### What is required
Copy verbatim the stretch from the start of the records through the line that contains "[30,0,271,158]".

### Items
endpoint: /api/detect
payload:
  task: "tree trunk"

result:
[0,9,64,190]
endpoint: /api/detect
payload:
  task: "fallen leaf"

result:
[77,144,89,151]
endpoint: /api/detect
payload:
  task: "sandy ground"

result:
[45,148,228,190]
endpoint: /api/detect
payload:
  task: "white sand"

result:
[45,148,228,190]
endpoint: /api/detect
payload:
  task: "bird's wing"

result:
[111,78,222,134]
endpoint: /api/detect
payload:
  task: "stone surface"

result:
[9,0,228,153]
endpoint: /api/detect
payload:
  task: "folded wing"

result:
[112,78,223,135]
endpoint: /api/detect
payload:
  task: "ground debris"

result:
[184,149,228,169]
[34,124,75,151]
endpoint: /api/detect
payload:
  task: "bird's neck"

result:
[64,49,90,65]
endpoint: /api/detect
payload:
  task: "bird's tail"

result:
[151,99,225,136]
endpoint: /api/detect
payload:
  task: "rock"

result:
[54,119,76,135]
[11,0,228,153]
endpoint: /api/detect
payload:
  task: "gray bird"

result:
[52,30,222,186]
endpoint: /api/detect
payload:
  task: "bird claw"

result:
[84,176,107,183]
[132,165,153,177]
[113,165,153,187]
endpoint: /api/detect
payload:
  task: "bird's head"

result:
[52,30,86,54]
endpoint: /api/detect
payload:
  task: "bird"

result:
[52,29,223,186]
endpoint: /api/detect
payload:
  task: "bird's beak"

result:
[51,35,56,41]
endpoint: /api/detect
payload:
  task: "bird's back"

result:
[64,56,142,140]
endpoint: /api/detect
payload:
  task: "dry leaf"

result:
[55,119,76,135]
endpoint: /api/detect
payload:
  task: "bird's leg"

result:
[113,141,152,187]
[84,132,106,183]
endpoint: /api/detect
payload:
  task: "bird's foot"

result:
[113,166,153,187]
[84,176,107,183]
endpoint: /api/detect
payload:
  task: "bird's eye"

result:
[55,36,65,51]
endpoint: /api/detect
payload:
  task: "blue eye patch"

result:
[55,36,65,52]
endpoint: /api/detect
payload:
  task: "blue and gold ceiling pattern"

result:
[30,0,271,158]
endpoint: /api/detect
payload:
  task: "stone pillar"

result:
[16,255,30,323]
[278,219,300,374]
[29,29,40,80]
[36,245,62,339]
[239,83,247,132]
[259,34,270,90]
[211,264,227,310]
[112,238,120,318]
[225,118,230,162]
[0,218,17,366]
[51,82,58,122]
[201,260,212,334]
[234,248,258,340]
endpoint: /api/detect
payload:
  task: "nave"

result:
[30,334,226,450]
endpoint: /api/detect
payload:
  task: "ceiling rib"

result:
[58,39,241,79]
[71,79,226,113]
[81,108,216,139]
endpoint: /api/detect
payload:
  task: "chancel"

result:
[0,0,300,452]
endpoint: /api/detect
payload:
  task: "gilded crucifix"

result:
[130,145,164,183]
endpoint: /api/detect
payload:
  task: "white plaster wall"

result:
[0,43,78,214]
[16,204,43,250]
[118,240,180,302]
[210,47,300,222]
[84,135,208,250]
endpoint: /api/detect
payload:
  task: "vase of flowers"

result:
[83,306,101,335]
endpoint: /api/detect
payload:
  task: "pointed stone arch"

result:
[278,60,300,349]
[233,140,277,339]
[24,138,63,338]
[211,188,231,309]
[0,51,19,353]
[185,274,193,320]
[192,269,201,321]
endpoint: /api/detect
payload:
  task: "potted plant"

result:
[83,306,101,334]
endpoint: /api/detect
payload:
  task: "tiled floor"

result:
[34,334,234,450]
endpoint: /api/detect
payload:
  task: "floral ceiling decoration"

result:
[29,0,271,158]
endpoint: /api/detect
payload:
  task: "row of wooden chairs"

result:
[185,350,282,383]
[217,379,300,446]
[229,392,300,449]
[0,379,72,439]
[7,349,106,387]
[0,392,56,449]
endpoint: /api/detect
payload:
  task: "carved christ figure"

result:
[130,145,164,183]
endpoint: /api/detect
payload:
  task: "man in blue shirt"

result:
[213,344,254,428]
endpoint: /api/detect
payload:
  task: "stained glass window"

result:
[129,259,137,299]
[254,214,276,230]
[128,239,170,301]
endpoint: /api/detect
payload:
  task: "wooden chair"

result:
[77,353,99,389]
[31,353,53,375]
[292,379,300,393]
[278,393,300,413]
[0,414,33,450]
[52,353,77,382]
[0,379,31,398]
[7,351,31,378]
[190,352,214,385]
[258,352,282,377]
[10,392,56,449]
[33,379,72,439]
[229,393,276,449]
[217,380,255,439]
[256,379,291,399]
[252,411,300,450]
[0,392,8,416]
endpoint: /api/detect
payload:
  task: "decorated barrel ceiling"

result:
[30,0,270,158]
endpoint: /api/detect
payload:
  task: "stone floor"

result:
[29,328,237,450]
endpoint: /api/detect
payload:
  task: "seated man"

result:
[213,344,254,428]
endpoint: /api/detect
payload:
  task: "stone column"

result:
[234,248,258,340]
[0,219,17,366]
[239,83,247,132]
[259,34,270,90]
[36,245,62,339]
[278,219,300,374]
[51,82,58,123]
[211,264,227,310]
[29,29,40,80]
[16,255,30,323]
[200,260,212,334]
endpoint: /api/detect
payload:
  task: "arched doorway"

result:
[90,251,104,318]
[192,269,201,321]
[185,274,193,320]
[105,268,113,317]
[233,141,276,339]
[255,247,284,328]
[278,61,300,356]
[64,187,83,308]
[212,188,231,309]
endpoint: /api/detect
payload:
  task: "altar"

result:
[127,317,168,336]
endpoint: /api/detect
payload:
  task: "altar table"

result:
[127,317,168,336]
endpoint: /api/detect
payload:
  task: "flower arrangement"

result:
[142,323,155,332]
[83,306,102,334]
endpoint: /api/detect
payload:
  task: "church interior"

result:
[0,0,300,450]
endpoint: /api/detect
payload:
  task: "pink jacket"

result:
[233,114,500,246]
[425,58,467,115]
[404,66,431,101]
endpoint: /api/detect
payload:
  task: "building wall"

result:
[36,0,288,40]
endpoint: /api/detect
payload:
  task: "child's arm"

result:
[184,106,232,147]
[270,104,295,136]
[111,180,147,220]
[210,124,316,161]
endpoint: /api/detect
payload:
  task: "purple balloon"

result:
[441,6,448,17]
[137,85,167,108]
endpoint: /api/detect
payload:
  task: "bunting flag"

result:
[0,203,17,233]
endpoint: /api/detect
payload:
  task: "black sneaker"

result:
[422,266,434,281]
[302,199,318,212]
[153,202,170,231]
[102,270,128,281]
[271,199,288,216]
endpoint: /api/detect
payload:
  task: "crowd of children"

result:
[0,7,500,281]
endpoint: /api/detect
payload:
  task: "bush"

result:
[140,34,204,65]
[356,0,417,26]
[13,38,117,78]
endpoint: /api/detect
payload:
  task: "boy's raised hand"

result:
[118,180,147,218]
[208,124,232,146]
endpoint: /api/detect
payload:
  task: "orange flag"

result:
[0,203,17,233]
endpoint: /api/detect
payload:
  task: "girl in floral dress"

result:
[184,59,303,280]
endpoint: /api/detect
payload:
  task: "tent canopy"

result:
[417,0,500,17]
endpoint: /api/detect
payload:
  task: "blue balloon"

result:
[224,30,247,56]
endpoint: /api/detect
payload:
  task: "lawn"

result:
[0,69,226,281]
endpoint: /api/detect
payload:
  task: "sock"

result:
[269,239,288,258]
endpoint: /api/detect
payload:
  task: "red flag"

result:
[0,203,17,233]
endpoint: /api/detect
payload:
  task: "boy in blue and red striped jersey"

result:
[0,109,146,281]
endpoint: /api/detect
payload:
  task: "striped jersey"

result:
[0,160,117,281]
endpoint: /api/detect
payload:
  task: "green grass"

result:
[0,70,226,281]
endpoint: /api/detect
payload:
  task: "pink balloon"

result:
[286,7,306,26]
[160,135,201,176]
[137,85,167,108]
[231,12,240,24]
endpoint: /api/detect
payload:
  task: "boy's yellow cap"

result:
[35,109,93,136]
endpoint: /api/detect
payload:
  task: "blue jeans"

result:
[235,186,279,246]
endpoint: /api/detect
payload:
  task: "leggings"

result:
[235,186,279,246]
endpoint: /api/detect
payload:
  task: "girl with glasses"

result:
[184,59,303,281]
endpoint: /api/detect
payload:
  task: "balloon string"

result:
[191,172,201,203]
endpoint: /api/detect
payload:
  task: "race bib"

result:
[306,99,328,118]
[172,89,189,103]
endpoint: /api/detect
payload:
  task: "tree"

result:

### Final answer
endpoint: /api/detect
payload:
  task: "tree trunk"

result:
[0,9,64,190]
endpoint: /api/detect
payload:
  task: "fallen leaf"

result:
[77,144,89,151]
endpoint: /api/detect
payload:
  task: "sandy ground"

result:
[45,148,228,190]
endpoint: /api/detect
payload:
  task: "white sand"

result:
[45,148,228,190]
endpoint: /api/detect
payload:
  task: "bird's wing"

result:
[111,78,222,134]
endpoint: /api/detect
payload:
  task: "stone surface"

result:
[9,0,228,153]
endpoint: /api/detect
payload:
  task: "folded wing"

result:
[112,78,223,135]
endpoint: /api/detect
payload:
  task: "ground debris"

result:
[184,149,228,169]
[34,124,75,151]
endpoint: /api/detect
payload:
  task: "bird's neck"

result:
[64,49,90,65]
endpoint: /api/detect
payload:
  task: "bird's tail"

result:
[151,99,225,136]
endpoint: /api/detect
payload:
  task: "rock"

result:
[54,119,76,135]
[11,0,228,153]
endpoint: /api/detect
payload:
  task: "gray bird"

result:
[52,30,222,186]
endpoint: /api/detect
payload:
  task: "bird claw"

result:
[84,176,107,183]
[132,165,153,177]
[113,165,153,187]
endpoint: /api/detect
payload:
  task: "bird's head"

result:
[52,30,86,54]
endpoint: /api/detect
payload:
  task: "bird"

result:
[52,29,223,186]
endpoint: /api/detect
payload:
  task: "bird's beak"

result:
[51,35,56,41]
endpoint: /api/detect
payload:
  task: "bird's back"

result:
[64,56,142,140]
endpoint: /api/detect
payload:
  task: "dry leaf"

result:
[55,119,76,135]
endpoint: /api/detect
payload:
  task: "bird's leg"

result:
[113,141,152,187]
[84,132,106,183]
endpoint: /api/detect
payload:
  task: "bird's foot"

result:
[113,166,153,187]
[84,176,107,183]
endpoint: /api/detect
payload:
  task: "bird's eye"

result:
[55,36,65,51]
endpoint: /api/detect
payload:
  task: "blue eye patch"

result:
[55,36,65,52]
endpoint: /api/detect
payload:
  task: "blue and gold ceiling pattern"

result:
[30,0,271,158]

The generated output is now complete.